→ Task data

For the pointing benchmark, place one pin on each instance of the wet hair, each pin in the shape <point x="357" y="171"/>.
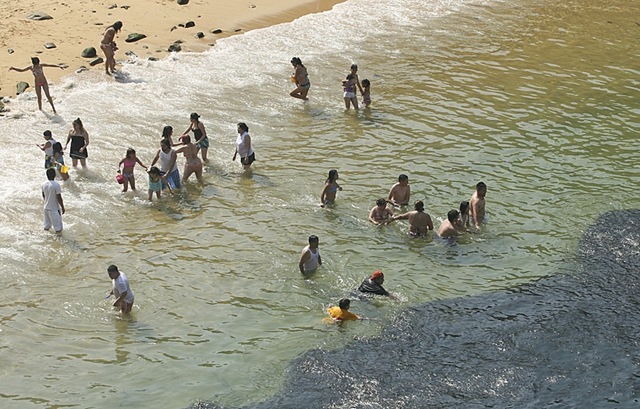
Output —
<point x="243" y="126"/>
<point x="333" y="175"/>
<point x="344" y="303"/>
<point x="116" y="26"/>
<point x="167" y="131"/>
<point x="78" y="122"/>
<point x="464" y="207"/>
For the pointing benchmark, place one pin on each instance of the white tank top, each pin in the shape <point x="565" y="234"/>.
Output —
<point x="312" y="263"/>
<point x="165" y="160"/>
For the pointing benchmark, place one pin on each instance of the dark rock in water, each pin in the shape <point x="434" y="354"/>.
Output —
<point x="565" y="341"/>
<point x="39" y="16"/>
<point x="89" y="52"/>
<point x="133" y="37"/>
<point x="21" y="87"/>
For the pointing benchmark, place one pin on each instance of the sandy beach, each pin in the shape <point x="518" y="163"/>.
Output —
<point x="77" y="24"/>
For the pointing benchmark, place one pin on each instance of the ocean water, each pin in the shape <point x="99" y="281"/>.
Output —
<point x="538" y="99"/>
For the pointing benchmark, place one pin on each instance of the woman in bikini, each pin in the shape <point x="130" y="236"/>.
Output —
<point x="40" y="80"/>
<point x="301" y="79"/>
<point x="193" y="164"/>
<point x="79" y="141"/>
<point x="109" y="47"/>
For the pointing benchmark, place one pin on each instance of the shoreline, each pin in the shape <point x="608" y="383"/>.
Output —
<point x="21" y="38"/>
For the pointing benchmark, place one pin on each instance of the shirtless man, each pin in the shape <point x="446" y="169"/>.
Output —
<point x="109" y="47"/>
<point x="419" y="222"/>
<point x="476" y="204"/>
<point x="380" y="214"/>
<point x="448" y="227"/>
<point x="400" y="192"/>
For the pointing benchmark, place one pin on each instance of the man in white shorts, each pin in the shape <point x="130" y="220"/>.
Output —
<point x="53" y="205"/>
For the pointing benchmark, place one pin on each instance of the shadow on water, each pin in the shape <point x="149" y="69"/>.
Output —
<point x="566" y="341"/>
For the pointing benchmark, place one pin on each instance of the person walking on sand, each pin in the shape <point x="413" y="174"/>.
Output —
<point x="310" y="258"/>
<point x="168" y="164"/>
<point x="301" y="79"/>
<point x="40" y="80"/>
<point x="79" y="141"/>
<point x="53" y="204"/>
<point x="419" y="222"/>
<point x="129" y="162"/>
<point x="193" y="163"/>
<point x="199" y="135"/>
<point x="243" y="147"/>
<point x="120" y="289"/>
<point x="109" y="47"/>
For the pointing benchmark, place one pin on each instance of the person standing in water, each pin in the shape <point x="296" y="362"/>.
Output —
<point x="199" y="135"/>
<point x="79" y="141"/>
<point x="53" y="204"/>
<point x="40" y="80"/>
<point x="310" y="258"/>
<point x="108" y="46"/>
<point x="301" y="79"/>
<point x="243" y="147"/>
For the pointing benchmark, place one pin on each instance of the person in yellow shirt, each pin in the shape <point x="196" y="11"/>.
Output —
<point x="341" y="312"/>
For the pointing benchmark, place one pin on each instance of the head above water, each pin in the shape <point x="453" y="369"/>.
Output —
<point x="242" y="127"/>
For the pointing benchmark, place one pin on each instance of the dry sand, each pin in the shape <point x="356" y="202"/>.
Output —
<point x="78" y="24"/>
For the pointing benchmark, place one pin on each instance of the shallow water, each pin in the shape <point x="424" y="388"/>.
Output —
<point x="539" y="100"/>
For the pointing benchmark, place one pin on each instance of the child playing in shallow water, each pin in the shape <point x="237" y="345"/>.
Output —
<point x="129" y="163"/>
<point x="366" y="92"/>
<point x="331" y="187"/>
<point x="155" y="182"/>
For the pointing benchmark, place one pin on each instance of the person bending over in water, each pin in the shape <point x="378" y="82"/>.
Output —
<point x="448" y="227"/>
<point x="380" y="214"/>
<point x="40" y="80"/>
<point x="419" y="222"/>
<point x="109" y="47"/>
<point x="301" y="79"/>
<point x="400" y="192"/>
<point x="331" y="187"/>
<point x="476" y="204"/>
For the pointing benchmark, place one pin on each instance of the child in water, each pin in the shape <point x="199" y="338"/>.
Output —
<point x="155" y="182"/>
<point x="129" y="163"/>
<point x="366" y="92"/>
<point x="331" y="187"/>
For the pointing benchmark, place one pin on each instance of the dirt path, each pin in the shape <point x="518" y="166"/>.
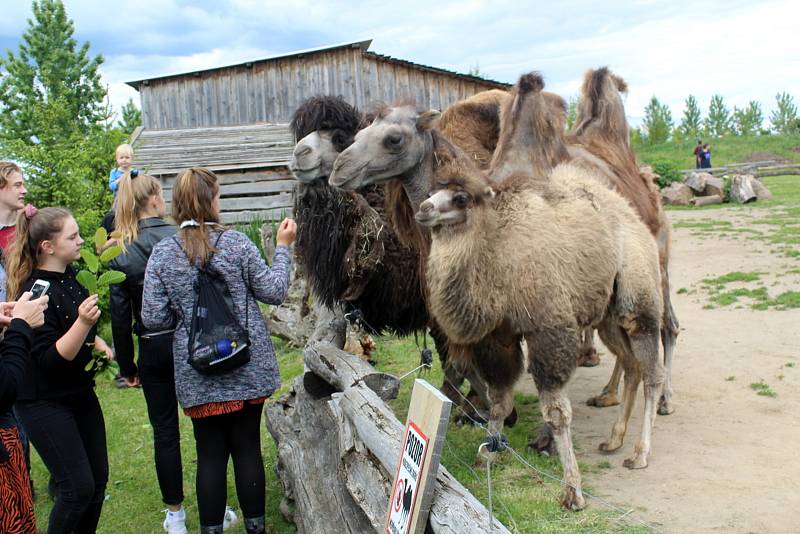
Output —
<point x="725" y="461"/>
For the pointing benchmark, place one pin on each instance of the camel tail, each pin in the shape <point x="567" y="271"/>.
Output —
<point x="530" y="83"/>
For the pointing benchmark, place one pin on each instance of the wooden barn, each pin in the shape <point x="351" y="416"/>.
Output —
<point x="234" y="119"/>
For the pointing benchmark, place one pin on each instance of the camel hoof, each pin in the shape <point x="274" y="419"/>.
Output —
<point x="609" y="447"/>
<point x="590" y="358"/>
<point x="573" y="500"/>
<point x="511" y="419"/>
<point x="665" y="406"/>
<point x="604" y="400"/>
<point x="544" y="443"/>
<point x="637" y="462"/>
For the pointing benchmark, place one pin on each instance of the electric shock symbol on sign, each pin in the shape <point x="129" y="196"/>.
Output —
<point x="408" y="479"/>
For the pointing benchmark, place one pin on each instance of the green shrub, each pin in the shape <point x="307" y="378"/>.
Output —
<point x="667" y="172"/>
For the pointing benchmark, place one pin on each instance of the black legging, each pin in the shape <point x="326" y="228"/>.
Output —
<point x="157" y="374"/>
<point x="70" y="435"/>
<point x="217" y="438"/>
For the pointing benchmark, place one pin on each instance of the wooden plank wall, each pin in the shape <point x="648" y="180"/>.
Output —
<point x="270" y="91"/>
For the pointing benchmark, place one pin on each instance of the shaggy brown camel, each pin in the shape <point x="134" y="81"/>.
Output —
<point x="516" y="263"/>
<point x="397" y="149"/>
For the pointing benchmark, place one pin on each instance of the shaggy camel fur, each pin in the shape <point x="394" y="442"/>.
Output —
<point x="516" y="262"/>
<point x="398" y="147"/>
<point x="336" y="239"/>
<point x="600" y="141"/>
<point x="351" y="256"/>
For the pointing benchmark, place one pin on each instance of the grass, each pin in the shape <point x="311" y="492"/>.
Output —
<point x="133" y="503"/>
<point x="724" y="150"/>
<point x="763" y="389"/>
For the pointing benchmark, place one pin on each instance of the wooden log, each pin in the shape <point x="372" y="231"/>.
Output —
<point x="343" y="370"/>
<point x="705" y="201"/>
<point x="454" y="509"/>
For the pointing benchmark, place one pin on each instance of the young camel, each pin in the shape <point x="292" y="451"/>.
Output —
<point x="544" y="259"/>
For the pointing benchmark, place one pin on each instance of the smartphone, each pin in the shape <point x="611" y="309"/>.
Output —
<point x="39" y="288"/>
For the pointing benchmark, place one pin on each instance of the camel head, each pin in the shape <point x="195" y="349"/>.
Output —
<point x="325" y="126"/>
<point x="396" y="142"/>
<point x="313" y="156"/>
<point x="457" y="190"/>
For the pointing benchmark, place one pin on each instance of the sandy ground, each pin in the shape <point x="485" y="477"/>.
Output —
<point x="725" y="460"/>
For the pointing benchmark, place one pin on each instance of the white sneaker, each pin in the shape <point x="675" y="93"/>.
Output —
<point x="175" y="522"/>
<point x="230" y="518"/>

→ What you should do
Update all of the material above by replacing "pointing benchmark" with "pointing test" wherever it occurs, leaving everything else unchanged. Omit the pictures from your answer.

→ Solution below
For the pointing test, place one pin on each instance of the wet hair, each pin in the shape <point x="357" y="171"/>.
Output —
<point x="243" y="126"/>
<point x="333" y="175"/>
<point x="344" y="303"/>
<point x="116" y="26"/>
<point x="167" y="131"/>
<point x="78" y="122"/>
<point x="464" y="207"/>
For the pointing test, place one pin on each instance of the white tank top, each pin in the shape <point x="565" y="234"/>.
Output —
<point x="312" y="263"/>
<point x="165" y="160"/>
For the pointing test, place one pin on each instance of the dark rock in water, each pin in the shape <point x="434" y="354"/>.
Output —
<point x="565" y="341"/>
<point x="39" y="16"/>
<point x="89" y="52"/>
<point x="133" y="37"/>
<point x="21" y="87"/>
For the pointing test, place one pin on each instance of the sandy beach, each pin in the shape <point x="518" y="163"/>.
Output —
<point x="77" y="24"/>
For the pointing test, place one pin on each instance of the ocean water, each pin in the shape <point x="99" y="281"/>.
Output —
<point x="538" y="99"/>
For the pointing test, place one pin on each instance of the woman in bikini, each pin in the shape <point x="130" y="236"/>.
Output —
<point x="40" y="80"/>
<point x="301" y="79"/>
<point x="193" y="164"/>
<point x="79" y="141"/>
<point x="109" y="47"/>
For the pointing test, place one pin on each instance of the shoreline, each pin in the shape <point x="608" y="383"/>.
Output —
<point x="21" y="38"/>
For the pointing test, place one pin on each instance of the shirtless man, each pin in the shape <point x="446" y="169"/>.
Output —
<point x="109" y="47"/>
<point x="419" y="222"/>
<point x="476" y="204"/>
<point x="380" y="214"/>
<point x="448" y="227"/>
<point x="400" y="192"/>
For the pointing test, place one pin on each instance of the man in white shorts, each pin in the shape <point x="130" y="220"/>.
Output —
<point x="53" y="205"/>
For the pointing test, place one pin on each instance of the shadow on water, each pin in the shape <point x="149" y="69"/>.
Output —
<point x="566" y="341"/>
For the pointing test, place one pin on each instance of the person walking on sand, each pin in the shape <point x="413" y="174"/>.
Output —
<point x="310" y="258"/>
<point x="168" y="164"/>
<point x="301" y="79"/>
<point x="40" y="80"/>
<point x="79" y="141"/>
<point x="53" y="204"/>
<point x="419" y="222"/>
<point x="129" y="162"/>
<point x="193" y="163"/>
<point x="199" y="135"/>
<point x="243" y="147"/>
<point x="120" y="289"/>
<point x="109" y="47"/>
For the pointing test, place one pin on each instance of the person standing in water, each pin in the shape <point x="296" y="362"/>.
Output —
<point x="199" y="135"/>
<point x="79" y="141"/>
<point x="53" y="204"/>
<point x="40" y="80"/>
<point x="310" y="258"/>
<point x="108" y="46"/>
<point x="301" y="79"/>
<point x="243" y="147"/>
For the pointing test, place one pin on each instance of the person in yellow shirt, each pin in the shape <point x="196" y="11"/>.
Output —
<point x="341" y="312"/>
For the pointing test, place one pin on each instance of the head above water, each pin in the shape <point x="453" y="369"/>.
Output —
<point x="242" y="127"/>
For the pointing test, place one pin on each instance of the dry sand, each pin in the shape <point x="356" y="202"/>.
Output —
<point x="78" y="24"/>
For the pointing test, place one pin on each instance of the shallow water, each pin in the shape <point x="424" y="388"/>.
Output —
<point x="539" y="100"/>
For the pointing test, place one pin on each instance of the child playing in shallow water, each pin in the shape <point x="237" y="345"/>.
Output —
<point x="129" y="163"/>
<point x="366" y="92"/>
<point x="331" y="187"/>
<point x="155" y="182"/>
For the pointing test, place one pin on each instance of the person bending over in water, each pin in the shape <point x="378" y="82"/>.
Output —
<point x="448" y="227"/>
<point x="380" y="214"/>
<point x="40" y="80"/>
<point x="419" y="222"/>
<point x="109" y="47"/>
<point x="301" y="79"/>
<point x="400" y="192"/>
<point x="331" y="187"/>
<point x="476" y="204"/>
For the pointing test, place one pin on each instance of the child in water, each pin in the shape <point x="199" y="338"/>.
Output —
<point x="155" y="182"/>
<point x="129" y="163"/>
<point x="366" y="92"/>
<point x="331" y="187"/>
For the pointing test, place one pin on each instance of the dirt path, each pin in the shape <point x="518" y="166"/>.
Output —
<point x="725" y="461"/>
For the pointing test, place one pin on each instance of the camel tail, each pin in the shape <point x="567" y="271"/>.
Output —
<point x="530" y="83"/>
For the pointing test, place one pin on each instance of the wooden barn, each pin in the shape <point x="351" y="416"/>.
Output —
<point x="234" y="119"/>
For the pointing test, place one pin on each instance of the camel hoof, each pin in the shape <point x="274" y="419"/>.
Output —
<point x="609" y="447"/>
<point x="590" y="358"/>
<point x="573" y="500"/>
<point x="511" y="419"/>
<point x="665" y="406"/>
<point x="604" y="400"/>
<point x="544" y="443"/>
<point x="637" y="462"/>
For the pointing test, place one pin on each instance of the electric shock symbol on sign, each pin in the shape <point x="129" y="196"/>.
Output —
<point x="408" y="479"/>
For the pointing test, place one pin on each instance of the green shrub, each pin in the shape <point x="307" y="378"/>.
Output —
<point x="667" y="172"/>
For the pointing test, place one pin on each instance of the black legging, each pin in the shape <point x="326" y="228"/>.
Output —
<point x="157" y="374"/>
<point x="70" y="435"/>
<point x="217" y="438"/>
For the pointing test, place one pin on each instance of the wooden plank wall, each pin in the shape <point x="648" y="180"/>.
Output —
<point x="270" y="91"/>
For the pointing test, place one pin on each instance of the shaggy brown camel, each pin in the shape <point x="134" y="81"/>.
Output —
<point x="516" y="263"/>
<point x="397" y="149"/>
For the pointing test, place one pin on each instance of the shaggy camel fur, each pin in the shape <point x="394" y="442"/>.
Output —
<point x="516" y="262"/>
<point x="398" y="147"/>
<point x="336" y="239"/>
<point x="600" y="141"/>
<point x="351" y="256"/>
For the pointing test, place one pin on each instance of the grass, each pin in the shape <point x="311" y="492"/>.
Output —
<point x="133" y="503"/>
<point x="724" y="150"/>
<point x="763" y="389"/>
For the pointing test, place one pin on each instance of the wooden log, each pin in the shape <point x="372" y="231"/>.
Output —
<point x="343" y="370"/>
<point x="705" y="201"/>
<point x="454" y="509"/>
For the pointing test, place one pin on each instance of the young camel, each pin in the shape <point x="292" y="451"/>.
Output —
<point x="544" y="259"/>
For the pointing test, place one pin on each instance of the smartphone, each pin in the shape <point x="611" y="309"/>.
Output —
<point x="39" y="288"/>
For the pointing test, place one pin on each instance of the camel head, each pin in the shape <point x="195" y="349"/>.
Output —
<point x="325" y="126"/>
<point x="396" y="142"/>
<point x="313" y="156"/>
<point x="457" y="190"/>
For the pointing test, place one pin on each instance of the sandy ground, each pin in the shape <point x="485" y="477"/>.
Output —
<point x="725" y="460"/>
For the pointing test, place one pin on each instance of the white sneaker, each pin in the shape <point x="675" y="93"/>.
Output —
<point x="175" y="522"/>
<point x="230" y="518"/>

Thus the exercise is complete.